## [Referring expression data]
_ _ _

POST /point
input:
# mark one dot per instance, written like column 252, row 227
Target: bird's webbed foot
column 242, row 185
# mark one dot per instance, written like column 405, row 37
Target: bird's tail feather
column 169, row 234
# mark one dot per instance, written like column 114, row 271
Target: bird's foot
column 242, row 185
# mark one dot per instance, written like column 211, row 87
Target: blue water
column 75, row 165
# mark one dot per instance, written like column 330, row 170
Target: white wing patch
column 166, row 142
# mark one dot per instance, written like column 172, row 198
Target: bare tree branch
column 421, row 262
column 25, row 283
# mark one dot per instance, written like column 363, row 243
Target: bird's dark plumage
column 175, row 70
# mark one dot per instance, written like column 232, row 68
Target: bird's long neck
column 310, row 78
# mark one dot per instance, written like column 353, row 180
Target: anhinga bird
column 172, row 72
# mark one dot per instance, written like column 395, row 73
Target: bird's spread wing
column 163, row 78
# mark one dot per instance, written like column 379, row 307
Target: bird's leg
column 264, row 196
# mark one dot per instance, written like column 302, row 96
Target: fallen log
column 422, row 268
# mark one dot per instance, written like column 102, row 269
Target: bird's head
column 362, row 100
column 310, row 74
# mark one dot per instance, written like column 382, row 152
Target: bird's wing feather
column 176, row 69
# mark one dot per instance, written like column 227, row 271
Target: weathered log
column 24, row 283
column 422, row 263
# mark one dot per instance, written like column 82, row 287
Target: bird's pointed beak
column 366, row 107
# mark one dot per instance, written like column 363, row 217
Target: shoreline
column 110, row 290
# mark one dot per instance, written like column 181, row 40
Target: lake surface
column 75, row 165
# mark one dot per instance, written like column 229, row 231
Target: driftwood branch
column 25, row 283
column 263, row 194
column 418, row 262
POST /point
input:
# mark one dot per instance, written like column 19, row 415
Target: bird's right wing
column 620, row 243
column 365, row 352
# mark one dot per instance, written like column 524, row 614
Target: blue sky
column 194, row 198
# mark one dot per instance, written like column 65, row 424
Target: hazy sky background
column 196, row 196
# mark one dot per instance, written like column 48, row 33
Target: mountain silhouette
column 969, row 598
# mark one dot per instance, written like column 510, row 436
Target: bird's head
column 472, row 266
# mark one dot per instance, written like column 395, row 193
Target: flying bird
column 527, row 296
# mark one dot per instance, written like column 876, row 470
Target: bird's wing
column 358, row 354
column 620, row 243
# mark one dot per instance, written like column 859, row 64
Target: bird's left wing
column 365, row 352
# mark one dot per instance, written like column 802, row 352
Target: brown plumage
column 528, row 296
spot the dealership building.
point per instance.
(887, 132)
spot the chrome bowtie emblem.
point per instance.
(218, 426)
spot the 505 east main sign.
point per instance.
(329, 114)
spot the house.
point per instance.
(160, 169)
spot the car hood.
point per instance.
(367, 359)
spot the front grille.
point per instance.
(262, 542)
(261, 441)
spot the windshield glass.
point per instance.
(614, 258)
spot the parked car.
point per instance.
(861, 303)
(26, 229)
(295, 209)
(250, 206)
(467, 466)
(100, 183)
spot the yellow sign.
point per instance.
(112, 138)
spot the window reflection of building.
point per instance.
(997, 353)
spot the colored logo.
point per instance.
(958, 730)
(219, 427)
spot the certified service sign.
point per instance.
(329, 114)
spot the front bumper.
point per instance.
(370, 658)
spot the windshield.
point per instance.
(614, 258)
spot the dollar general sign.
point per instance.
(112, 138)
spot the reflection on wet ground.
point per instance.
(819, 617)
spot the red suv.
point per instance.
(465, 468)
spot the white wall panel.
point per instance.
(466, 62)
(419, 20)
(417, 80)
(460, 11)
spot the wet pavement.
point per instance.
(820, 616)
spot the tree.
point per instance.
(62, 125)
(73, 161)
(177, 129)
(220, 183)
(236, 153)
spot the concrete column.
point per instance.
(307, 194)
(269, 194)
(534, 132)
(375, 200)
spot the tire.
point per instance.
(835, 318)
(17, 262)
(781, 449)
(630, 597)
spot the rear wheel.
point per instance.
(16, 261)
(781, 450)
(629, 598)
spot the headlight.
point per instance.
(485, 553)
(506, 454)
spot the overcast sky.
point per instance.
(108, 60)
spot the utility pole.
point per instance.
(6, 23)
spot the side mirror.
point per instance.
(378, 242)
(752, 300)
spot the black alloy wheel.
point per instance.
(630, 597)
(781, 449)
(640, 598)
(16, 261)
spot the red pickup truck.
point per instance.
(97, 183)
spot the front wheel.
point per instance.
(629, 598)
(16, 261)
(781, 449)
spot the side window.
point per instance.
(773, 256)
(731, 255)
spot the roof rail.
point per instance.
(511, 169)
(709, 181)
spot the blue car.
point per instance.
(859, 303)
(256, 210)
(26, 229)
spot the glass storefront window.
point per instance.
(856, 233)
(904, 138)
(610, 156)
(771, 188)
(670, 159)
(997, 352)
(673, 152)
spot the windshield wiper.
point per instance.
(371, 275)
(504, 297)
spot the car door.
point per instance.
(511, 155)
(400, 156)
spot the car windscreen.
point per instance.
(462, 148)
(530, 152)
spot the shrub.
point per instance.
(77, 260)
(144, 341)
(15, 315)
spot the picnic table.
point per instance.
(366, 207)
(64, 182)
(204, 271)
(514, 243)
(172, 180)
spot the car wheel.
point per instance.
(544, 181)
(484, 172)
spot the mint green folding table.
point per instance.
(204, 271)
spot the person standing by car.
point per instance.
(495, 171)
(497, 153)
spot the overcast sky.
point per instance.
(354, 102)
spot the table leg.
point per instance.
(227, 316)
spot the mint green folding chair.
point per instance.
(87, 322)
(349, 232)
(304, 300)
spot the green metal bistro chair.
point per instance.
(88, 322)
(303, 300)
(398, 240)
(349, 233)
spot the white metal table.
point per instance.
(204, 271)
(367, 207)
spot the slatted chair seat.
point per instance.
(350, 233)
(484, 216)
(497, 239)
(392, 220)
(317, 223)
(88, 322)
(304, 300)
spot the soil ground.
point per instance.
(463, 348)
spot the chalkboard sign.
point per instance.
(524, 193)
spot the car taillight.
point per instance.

_ _ _

## [Description of the task]
Reproduce the data in full, exactly as presented.

## [Result of this exercise]
POST /point
input:
# mark one dot per instance, written like column 252, row 227
Target: bird's webbed foot
column 242, row 185
# mark one dot per instance, written like column 405, row 37
Target: bird's tail feather
column 169, row 234
# mark one dot per instance, written like column 114, row 271
Target: bird's foot
column 242, row 185
# mark one dot per instance, written like column 211, row 87
Target: blue water
column 75, row 165
# mark one dot per instance, written like column 330, row 170
Target: white wing patch
column 166, row 142
# mark one dot per instance, written like column 172, row 198
Target: bare tree branch
column 421, row 262
column 25, row 283
# mark one dot per instance, written like column 363, row 243
Target: bird's dark plumage
column 175, row 70
# mark one dot per instance, written like column 232, row 68
Target: bird's long neck
column 310, row 78
# mark one dot per instance, written like column 353, row 180
Target: anhinga bird
column 172, row 72
# mark one dot per instance, written like column 395, row 73
Target: bird's spread wing
column 163, row 78
# mark one dot per instance, written like column 379, row 307
Target: bird's leg
column 264, row 196
# mark one dot per instance, written like column 302, row 96
Target: fallen log
column 422, row 268
# mark one dot per instance, written like column 102, row 269
Target: bird's head
column 362, row 100
column 310, row 74
# mark one dot per instance, written like column 382, row 152
Target: bird's wing feather
column 176, row 69
# mark one dot per instance, written like column 227, row 271
Target: weathered log
column 24, row 283
column 422, row 263
# mark one dot per instance, written like column 82, row 287
Target: bird's pointed beak
column 366, row 107
# mark one dot per instance, written like column 363, row 217
Target: shoreline
column 110, row 290
# mark one dot per instance, written like column 181, row 40
Target: lake surface
column 75, row 165
# mark one dot per instance, written like column 229, row 231
Target: driftwood branch
column 25, row 283
column 263, row 194
column 418, row 262
POST /point
input:
# mark one dot per instance, written like column 19, row 415
Target: bird's right wing
column 620, row 243
column 365, row 352
# mark one dot per instance, written like column 524, row 614
Target: blue sky
column 194, row 198
# mark one dot per instance, written like column 65, row 424
Target: hazy sky background
column 196, row 196
# mark one dot per instance, written like column 48, row 33
Target: mountain silhouette
column 969, row 598
# mark one dot per instance, written like column 510, row 436
Target: bird's head
column 472, row 266
# mark one dot per instance, written like column 395, row 193
Target: flying bird
column 527, row 296
# mark one dot per instance, written like column 876, row 470
Target: bird's wing
column 358, row 354
column 620, row 243
# mark one dot per instance, written like column 859, row 64
Target: bird's left wing
column 365, row 352
# mark one dot per instance, written like column 802, row 352
Target: brown plumage
column 528, row 296
spot the dealership building.
point per instance.
(887, 132)
spot the chrome bowtie emblem.
point per instance.
(218, 426)
spot the 505 east main sign.
point per instance.
(329, 114)
spot the house.
point per instance.
(160, 169)
spot the car hood.
point per instance.
(367, 359)
spot the front grille.
point per instance.
(262, 542)
(261, 441)
spot the windshield glass.
point per instance.
(614, 258)
spot the parked car.
point per instance.
(861, 303)
(26, 229)
(295, 209)
(250, 206)
(467, 466)
(100, 183)
spot the yellow sign.
point per instance.
(112, 138)
spot the window reflection of building.
point per instance.
(997, 353)
spot the colored logo.
point per instance.
(958, 730)
(219, 427)
spot the certified service sign.
point per instance.
(329, 114)
spot the front bumper.
point per instance.
(370, 658)
spot the windshield.
point per instance.
(614, 258)
spot the dollar general sign.
point per instance.
(112, 138)
spot the reflection on wet ground.
point per instance.
(819, 617)
spot the red suv.
point per instance.
(465, 468)
spot the white wall panel.
point per instance.
(466, 62)
(419, 20)
(417, 80)
(460, 11)
spot the wet pavement.
point per instance.
(820, 616)
spot the tree.
point per instance.
(62, 125)
(73, 161)
(177, 129)
(220, 183)
(236, 153)
spot the concrete column.
point per instance.
(307, 194)
(269, 194)
(534, 132)
(375, 200)
spot the tire.
point per instance.
(835, 318)
(17, 262)
(781, 449)
(630, 597)
spot the rear wheel.
point per instance.
(16, 261)
(781, 450)
(629, 598)
spot the headlight.
point per instance.
(485, 553)
(506, 454)
spot the overcast sky.
point per instance.
(108, 60)
spot the utility pole.
point per instance.
(6, 23)
spot the side mirror.
point per instance.
(378, 242)
(752, 300)
spot the black alloy wheel.
point per instance.
(630, 597)
(781, 449)
(640, 598)
(16, 261)
spot the red pickup truck.
point per instance.
(97, 183)
spot the front wheel.
point per instance.
(629, 598)
(16, 261)
(781, 449)
spot the side window.
point per instance.
(773, 256)
(731, 255)
spot the roof rail.
point per instance.
(511, 169)
(709, 181)
spot the blue car.
point per instance.
(859, 303)
(256, 210)
(26, 229)
spot the glass storefront window.
point per instance.
(856, 233)
(904, 138)
(610, 156)
(771, 188)
(670, 159)
(997, 352)
(673, 152)
spot the windshield wiper.
point per instance.
(371, 275)
(504, 297)
spot the car door.
point per instance.
(511, 155)
(400, 156)
spot the car windscreen.
point per instance.
(462, 148)
(530, 152)
spot the shrub.
point per instance.
(77, 260)
(144, 341)
(15, 315)
spot the picnic table.
point per instance.
(366, 207)
(64, 182)
(204, 271)
(514, 243)
(172, 180)
spot the car wheel.
point per instance.
(544, 181)
(484, 172)
spot the mint green folding table.
point per instance.
(204, 271)
spot the person standing by car.
point per instance.
(495, 171)
(497, 153)
spot the overcast sky.
point per instance.
(354, 102)
spot the table leg.
point per instance.
(227, 316)
spot the mint green folding chair.
point per instance.
(87, 322)
(349, 232)
(304, 300)
spot the green metal bistro chair.
point per instance.
(88, 322)
(303, 300)
(398, 240)
(349, 233)
spot the white metal table.
point per instance.
(204, 271)
(367, 207)
spot the slatted chair seat.
point per instance.
(350, 233)
(484, 216)
(497, 239)
(392, 220)
(317, 223)
(88, 322)
(304, 300)
spot the soil ground.
point per instance.
(463, 348)
spot the chalkboard sign.
point per instance.
(524, 193)
spot the car taillight.
point per instance.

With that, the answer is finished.